Your assignment →
Reproduce the records below exactly as given.

(Point-per-instance localization data)
=== Begin Enclosure ===

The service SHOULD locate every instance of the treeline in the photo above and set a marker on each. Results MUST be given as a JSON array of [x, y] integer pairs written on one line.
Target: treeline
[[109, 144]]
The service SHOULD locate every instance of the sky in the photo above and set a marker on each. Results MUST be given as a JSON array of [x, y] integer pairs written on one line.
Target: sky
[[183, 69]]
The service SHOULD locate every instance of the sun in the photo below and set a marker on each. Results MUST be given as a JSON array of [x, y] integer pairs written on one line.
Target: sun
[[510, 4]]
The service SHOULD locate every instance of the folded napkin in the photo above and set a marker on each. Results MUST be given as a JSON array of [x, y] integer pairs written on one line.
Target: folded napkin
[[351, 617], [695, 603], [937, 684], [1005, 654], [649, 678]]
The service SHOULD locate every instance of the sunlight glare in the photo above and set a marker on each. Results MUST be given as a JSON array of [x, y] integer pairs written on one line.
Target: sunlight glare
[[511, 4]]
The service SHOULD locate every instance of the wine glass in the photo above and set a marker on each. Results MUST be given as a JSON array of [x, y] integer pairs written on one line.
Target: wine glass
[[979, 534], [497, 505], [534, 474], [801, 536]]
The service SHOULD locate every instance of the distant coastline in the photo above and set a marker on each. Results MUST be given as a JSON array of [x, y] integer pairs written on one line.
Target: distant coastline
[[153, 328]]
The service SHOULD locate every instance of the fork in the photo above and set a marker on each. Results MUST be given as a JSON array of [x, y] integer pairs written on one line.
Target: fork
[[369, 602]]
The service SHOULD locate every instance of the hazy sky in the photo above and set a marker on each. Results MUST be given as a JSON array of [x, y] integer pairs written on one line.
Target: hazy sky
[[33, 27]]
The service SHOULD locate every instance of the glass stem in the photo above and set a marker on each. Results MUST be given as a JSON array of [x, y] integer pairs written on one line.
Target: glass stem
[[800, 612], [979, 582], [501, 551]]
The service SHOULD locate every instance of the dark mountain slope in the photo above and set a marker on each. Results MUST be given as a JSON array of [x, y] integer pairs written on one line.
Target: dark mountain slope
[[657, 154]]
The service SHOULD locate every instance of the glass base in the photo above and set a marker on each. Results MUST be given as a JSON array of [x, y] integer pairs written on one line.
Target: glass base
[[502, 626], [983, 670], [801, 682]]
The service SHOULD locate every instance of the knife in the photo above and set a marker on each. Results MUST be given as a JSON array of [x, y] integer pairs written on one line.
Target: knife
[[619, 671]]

=== End Enclosure ===

Completed exercise →
The service SHOULD locate every instance of the treeline in the photo above and set a marker on each. Results MUST be given as a JSON array of [x, y] integer pairs written on one line.
Target: treeline
[[109, 144]]
The service SHOULD locate every instance of the sky in the photo above and set a marker on each. Results MUST be given as a JSON array of [x, y] integer pairs written on one line.
Target: sky
[[183, 69]]
The service SHOULD locate every instance of the sun in the photo below and set a marker on each. Results MUST be given as a JSON array of [x, y] integer pairs written on one line.
Target: sun
[[510, 4]]
The service SHOULD locate every instance of the folded napkin in the photo above and set a marker on each. Results MUST be given as a JSON array of [x, y] integer pairs written on one line.
Target: folded napkin
[[351, 617], [695, 603], [937, 684], [1005, 654], [649, 678]]
The service SHOULD locate every instance of the sunlight glare in the photo above and set a marker on each. Results MUST be given as a JSON array of [x, y] integer pairs written on one line.
Target: sunlight glare
[[511, 4]]
The service SHOULD locate every instance of the wine glass in the photo above and set a marker on each. Results MUST be given as a JSON array of [x, y] integer pairs written on one line.
Target: wine glass
[[979, 534], [497, 505], [534, 474], [801, 536]]
The service SHOULD locate every instance of the distant coastline in the photo above and set a marker on each. Results MUST be given as a JSON array of [x, y] integer pairs written on one line.
Target: distant coastline
[[153, 328]]
The service SHOULD locate every instance of the fork in the photo above and set a marker on each. Results MUST be given as a JSON array of [x, y] integer pairs written on one line.
Target: fork
[[369, 602]]
The service SHOULD locate every instance of the hazy sky in the photo above and set a marker on each. Results MUST be given as a JSON array of [x, y] integer pairs written on one line.
Target: hazy sky
[[33, 27]]
The service SHOULD locate every instance of the glass stem in the photo above and set a marker on each. Results MUST be given as a JSON array of [x, y] integer pairs written on one line.
Target: glass stem
[[800, 612], [979, 582], [501, 551]]
The service SHOULD locate every instance of the dark mountain slope in the photo above and set a marker on each. Results MUST be given as a JSON array of [x, y] integer pairs written on one line.
Target: dark mountain slope
[[657, 154]]
The service SHOULD locate every instance of the glass base in the photo above and set a marker on each. Results MUST be given as a JSON array of [x, y] integer pairs written on one line.
Target: glass base
[[502, 626], [983, 670], [801, 682]]
The service SHOULD locate every instance of the knife in the photo above and set a marker on each. Results MUST be given as a JSON array of [x, y] integer pairs written on one line.
Target: knife
[[619, 671]]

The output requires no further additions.